The request: Convert the stretch of entries below, from the one containing "of the gravel" through the last entry, into a two-column CSV headed text and answer, with one row per entry. Enclose each field in double quotes and replace line breaks with spaces.

Data listing:
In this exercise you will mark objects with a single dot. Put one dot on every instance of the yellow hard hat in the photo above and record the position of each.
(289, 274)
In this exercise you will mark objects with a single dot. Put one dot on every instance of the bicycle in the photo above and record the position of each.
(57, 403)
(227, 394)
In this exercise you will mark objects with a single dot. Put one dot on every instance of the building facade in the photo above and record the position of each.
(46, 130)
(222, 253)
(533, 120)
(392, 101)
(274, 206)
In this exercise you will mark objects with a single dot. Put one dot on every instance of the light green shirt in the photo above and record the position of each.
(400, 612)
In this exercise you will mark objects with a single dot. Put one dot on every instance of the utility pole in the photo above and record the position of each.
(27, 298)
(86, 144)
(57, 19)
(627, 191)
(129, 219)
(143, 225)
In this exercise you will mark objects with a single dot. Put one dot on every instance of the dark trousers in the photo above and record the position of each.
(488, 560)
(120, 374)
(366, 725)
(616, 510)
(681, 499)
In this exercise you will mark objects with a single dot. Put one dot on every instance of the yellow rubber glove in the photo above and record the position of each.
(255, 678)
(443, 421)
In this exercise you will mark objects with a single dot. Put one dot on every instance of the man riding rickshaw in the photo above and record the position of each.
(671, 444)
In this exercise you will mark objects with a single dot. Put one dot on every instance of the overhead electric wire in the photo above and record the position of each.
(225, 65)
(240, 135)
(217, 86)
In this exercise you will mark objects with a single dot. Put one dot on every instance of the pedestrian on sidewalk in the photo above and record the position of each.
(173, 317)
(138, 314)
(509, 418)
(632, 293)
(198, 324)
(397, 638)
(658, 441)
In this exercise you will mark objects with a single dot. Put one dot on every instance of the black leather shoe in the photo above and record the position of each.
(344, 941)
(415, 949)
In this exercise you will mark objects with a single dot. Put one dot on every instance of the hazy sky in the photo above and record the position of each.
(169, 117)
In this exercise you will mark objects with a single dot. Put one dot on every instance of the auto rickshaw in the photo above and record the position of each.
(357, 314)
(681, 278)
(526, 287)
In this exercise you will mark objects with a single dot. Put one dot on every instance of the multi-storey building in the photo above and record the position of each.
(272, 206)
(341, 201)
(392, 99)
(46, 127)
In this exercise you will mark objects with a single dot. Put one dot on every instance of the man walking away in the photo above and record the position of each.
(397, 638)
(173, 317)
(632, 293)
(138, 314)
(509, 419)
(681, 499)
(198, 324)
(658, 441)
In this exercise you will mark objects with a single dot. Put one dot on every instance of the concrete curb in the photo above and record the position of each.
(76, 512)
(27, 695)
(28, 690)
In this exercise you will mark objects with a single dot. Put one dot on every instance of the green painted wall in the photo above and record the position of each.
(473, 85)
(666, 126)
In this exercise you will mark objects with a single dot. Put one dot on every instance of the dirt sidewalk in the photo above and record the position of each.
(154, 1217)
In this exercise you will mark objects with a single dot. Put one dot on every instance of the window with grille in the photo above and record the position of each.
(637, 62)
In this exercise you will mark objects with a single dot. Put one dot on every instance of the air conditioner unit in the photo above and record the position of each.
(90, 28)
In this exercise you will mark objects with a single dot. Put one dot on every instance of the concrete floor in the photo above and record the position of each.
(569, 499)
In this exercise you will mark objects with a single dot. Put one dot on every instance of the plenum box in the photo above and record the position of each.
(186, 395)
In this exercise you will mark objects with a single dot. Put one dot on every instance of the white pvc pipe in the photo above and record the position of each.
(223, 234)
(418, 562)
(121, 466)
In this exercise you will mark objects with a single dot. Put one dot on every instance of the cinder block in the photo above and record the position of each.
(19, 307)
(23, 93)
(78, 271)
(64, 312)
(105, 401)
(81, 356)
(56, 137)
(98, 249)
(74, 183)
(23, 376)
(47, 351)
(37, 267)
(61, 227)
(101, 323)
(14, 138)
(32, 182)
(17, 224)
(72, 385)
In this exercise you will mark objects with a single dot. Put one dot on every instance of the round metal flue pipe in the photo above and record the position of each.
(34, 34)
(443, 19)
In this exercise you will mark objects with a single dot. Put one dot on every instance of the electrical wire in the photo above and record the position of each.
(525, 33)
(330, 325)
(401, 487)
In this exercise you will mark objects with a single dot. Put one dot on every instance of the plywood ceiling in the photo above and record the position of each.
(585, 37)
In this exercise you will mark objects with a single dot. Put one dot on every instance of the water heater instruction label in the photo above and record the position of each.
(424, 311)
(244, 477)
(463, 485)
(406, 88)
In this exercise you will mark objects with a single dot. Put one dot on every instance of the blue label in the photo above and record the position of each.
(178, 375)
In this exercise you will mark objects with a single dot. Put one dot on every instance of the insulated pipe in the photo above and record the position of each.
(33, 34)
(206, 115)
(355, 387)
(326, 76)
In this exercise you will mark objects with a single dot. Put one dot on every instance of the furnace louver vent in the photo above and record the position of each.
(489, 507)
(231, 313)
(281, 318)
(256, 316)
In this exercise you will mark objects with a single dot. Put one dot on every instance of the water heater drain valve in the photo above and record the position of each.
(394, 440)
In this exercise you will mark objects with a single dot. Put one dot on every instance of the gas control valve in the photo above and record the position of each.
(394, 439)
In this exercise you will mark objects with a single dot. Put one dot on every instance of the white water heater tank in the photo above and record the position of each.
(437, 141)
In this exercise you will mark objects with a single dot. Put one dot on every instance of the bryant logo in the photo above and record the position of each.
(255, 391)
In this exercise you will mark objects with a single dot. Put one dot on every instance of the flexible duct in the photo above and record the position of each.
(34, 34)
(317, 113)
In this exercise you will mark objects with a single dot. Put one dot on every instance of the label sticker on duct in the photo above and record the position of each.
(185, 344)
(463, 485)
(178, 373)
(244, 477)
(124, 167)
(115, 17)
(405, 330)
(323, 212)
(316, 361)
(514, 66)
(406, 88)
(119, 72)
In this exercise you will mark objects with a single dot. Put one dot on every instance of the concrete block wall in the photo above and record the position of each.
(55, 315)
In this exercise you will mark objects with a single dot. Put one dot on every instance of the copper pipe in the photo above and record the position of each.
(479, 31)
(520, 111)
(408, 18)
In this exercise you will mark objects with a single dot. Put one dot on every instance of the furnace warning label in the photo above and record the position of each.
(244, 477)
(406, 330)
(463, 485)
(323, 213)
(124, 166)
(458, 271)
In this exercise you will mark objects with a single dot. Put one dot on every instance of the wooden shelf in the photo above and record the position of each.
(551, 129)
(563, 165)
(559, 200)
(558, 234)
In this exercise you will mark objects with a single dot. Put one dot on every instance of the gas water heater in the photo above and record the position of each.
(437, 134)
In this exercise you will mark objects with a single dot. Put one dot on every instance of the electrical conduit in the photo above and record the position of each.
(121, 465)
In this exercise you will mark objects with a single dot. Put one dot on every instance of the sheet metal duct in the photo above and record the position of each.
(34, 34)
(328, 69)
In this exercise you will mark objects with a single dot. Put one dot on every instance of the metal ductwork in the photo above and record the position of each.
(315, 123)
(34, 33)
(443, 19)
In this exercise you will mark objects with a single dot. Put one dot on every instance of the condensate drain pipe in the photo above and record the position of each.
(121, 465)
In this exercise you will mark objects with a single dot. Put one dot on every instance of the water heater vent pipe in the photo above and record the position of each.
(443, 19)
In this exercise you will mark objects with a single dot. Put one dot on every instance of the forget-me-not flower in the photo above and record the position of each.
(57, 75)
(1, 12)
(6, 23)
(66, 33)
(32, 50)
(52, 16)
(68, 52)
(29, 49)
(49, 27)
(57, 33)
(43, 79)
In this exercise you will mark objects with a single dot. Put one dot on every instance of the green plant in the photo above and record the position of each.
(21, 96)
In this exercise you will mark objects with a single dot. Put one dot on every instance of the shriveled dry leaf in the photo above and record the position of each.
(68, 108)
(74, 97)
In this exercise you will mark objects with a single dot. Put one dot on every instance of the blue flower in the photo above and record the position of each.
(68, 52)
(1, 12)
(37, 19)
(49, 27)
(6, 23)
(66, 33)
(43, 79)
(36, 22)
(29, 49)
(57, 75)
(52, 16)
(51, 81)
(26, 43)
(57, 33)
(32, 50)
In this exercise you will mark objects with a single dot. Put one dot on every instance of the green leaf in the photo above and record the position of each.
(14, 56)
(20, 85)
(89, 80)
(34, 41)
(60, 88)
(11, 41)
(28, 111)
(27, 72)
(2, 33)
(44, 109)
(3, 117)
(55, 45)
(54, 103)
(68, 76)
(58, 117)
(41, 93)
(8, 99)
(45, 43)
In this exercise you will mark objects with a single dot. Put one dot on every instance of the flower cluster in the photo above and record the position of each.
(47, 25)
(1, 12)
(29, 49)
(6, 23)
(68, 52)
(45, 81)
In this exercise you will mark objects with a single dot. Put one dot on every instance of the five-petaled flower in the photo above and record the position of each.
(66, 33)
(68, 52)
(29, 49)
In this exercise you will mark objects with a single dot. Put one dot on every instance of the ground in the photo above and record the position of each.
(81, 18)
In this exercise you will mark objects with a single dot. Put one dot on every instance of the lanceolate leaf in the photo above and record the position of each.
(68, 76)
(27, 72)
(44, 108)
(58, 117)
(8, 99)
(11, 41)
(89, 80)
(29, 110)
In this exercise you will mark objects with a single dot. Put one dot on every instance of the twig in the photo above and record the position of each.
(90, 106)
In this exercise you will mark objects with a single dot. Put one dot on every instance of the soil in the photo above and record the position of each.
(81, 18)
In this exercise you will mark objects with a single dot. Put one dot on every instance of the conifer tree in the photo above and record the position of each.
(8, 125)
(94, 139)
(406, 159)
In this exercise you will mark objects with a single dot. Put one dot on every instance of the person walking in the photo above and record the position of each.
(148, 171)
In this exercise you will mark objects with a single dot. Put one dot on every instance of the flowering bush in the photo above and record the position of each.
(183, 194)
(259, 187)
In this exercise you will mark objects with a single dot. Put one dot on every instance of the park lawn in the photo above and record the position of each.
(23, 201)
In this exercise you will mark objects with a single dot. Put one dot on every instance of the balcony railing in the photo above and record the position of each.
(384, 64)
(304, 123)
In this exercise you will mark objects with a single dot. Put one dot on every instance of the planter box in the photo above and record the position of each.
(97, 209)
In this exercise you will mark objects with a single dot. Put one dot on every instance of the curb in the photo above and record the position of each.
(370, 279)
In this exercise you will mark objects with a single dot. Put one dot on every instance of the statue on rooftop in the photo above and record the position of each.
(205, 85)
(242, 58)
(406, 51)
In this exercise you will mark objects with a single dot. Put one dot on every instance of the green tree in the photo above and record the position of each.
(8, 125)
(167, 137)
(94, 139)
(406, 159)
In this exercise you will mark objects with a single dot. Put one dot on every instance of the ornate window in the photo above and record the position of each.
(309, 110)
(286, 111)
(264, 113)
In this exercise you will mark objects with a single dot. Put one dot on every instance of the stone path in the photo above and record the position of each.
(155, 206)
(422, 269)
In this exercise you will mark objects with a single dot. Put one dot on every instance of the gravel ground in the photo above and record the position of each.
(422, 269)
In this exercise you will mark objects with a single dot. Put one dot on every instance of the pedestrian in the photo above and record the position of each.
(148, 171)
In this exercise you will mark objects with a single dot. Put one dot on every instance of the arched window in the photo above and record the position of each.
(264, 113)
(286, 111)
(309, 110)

Output for this task:
text,answer
"In this exercise you will mark objects with a single dot. Put one dot on every instance of the gravel ground in the photo above and record the position of each.","(422, 269)"
"In this exercise you will mark objects with a single dot. Put one dot on every instance of the pedestrian in the photo above and record the position of each.","(148, 171)"
"In this exercise you will mark objects with a single dot. Put one dot on every instance of the arched window in the photo above and record the position of each.","(264, 113) (286, 111) (309, 110)"